• Goal 1: In the excerpt about grit in fantasy novels, what does Abercrombie say he would rather have than a book that no one reads at all?
-- Begin Source excerpt --
Joe Abercrombie: The Value of Grit

Mr. Joe Abercrombie has strung together some words regarding grit: specifically, he responds to people complaining about 'grit' in fantasy novels:
Now before anyone makes a straw man out of me, let me say that this is not intended as some kind of manifesto.  I don’t think everything has to be gritty by any means, in fact there’s a degree to which grit loses its power the more of it there is.  Every writer has to find their own style, their own way to be truthful.  And with great grit comes great responsibility.  It’s easy in an earnest desire to be truthful, or perhaps a less earnest desire to bludgeon the reader with the amazing dirty grim gritty grim depths of which you are capable, to ride roughshod on your spiky horse over rightly sensitive issues.  To cause offence through crap writing.  Maybe to a degree that’s inevitable.  Removing all crap writing from a given book is a herculean challenge.  But I believe the role of a writer is not to avoid offence.  Just to think carefully afterwards and reflect on how you might do better next time.  To be assessing criticism and constantly striving to become that little bit less crap.  But you’ve also sometimes got to laugh in the face of criticism.  Because the role of the writer is also to throw caution to the wind and write the most honest and heartfelt books you can.  Better to have a book that many readers love and some find revolting than a book that no one reads at all.  Far, far better.  Gritty is one tool in the writer’s arsenal, and it’s one I personally like to use.  In discussing gritty, I’m going to be a little gritty.  Possibly even grimdark.  But if you really don’t like that shit, why are you even here?
-- End Source excerpt --
• Goal 2: Collect every line of the records that contains the string "task". Case counts.
-- Begin Listed records --
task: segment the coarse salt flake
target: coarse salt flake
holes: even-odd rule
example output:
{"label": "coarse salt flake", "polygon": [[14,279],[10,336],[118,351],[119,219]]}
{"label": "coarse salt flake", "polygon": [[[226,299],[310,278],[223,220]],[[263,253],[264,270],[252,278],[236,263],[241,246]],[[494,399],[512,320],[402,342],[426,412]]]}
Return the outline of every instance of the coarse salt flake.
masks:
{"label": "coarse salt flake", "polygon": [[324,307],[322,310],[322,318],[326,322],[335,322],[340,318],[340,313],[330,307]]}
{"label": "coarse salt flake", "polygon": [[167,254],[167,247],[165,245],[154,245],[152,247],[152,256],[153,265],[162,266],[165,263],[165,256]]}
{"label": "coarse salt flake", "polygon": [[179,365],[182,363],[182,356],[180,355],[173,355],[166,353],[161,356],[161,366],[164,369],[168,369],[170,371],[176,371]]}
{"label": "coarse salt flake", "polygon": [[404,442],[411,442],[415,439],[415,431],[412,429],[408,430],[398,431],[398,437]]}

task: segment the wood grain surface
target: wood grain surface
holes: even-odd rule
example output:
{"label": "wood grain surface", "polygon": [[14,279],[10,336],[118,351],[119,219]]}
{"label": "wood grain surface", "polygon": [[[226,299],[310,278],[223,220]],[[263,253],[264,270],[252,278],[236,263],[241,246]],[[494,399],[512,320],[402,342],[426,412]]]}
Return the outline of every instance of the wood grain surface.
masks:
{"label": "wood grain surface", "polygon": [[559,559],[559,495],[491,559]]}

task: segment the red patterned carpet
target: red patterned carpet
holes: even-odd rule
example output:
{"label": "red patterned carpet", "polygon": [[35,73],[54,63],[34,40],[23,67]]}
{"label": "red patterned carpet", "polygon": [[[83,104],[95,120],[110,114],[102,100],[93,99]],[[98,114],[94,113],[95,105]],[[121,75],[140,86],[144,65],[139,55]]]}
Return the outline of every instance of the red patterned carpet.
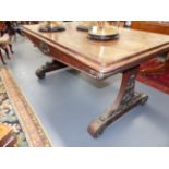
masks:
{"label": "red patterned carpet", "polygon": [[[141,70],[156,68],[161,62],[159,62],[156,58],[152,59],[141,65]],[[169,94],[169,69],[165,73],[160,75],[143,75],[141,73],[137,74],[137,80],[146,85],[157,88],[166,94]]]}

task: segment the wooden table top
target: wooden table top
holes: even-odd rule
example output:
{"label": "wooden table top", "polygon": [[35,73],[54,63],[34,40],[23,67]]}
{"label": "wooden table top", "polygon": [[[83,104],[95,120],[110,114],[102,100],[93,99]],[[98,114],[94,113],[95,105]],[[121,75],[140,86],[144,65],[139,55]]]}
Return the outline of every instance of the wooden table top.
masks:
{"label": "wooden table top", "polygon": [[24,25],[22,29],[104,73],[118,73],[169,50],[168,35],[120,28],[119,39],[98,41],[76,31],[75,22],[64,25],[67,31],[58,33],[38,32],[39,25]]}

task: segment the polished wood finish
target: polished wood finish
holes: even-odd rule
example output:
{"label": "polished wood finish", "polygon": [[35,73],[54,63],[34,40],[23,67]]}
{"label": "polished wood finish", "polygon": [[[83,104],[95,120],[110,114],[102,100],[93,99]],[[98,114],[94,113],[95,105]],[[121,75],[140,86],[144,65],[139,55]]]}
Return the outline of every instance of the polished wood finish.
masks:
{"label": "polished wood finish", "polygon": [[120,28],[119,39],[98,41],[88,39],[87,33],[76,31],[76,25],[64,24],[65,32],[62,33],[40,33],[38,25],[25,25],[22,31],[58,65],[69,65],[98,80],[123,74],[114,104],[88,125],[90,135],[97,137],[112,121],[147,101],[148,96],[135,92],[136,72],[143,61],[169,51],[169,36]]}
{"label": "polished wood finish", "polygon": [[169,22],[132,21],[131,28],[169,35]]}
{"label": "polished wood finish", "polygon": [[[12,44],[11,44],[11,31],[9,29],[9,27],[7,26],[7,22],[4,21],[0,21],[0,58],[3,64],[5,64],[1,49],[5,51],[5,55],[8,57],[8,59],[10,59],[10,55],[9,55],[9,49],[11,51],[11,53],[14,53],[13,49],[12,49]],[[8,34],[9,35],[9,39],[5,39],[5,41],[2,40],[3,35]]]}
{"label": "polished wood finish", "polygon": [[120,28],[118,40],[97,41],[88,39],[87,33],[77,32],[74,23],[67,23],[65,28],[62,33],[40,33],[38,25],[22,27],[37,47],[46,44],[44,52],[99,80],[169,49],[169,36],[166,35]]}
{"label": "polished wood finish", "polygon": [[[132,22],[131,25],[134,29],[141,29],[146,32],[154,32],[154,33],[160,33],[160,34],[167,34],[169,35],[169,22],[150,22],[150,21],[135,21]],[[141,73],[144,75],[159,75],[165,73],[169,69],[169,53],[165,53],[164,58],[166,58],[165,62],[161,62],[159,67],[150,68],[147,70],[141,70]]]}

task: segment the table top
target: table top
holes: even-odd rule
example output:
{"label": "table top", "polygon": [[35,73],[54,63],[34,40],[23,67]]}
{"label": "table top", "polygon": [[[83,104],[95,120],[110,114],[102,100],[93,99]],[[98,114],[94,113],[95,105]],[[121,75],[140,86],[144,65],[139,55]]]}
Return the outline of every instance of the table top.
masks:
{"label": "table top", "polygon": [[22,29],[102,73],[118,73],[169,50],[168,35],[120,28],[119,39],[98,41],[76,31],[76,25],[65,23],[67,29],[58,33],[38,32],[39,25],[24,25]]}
-- End Listed records --
-- Begin Listed records --
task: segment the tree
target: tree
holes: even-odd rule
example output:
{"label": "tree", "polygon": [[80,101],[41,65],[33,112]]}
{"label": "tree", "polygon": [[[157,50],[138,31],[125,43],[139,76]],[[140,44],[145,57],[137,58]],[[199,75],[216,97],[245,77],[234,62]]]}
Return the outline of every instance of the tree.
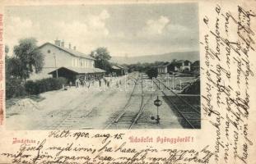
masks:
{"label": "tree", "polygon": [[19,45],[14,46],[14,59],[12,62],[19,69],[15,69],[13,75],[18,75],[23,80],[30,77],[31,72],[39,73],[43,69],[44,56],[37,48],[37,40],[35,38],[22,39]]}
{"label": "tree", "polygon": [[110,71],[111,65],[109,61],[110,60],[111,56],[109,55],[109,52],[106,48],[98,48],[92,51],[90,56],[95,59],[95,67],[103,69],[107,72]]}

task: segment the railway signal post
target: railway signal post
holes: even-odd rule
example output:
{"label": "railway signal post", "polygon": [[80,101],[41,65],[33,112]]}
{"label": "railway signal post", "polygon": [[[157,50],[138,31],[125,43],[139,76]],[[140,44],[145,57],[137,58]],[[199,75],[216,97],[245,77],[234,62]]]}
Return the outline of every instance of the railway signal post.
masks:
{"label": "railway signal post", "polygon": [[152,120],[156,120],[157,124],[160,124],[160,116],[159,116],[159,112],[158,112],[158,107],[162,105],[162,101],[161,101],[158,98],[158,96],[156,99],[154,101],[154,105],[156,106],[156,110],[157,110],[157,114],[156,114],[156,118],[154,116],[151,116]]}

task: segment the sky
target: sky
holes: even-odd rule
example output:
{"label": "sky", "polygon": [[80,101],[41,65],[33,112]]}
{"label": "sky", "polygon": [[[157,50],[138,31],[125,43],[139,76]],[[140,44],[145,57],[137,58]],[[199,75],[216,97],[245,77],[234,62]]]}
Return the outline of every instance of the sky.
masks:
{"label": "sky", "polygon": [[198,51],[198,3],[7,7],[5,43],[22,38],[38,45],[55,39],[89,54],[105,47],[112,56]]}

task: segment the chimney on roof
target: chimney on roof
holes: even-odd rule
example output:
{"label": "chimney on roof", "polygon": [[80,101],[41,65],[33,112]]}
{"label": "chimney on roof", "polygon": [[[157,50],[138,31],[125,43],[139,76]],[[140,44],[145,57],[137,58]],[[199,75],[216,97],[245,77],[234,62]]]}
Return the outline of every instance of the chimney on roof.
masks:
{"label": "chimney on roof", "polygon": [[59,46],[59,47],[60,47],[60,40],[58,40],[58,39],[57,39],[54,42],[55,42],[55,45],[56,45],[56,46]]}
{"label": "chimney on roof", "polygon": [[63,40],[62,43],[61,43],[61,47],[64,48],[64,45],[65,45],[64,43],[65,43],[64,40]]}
-- End Listed records --
• Exercise response 1: A book that many readers love and some find revolting.

• Exercise response 2:
task: segment the coarse salt flake
task: segment the wood grain surface
task: segment the red patterned carpet
task: segment the wooden table top
task: segment the polished wood finish
task: segment the table top
task: segment the tree
task: segment the railway signal post
task: segment the sky
task: segment the chimney on roof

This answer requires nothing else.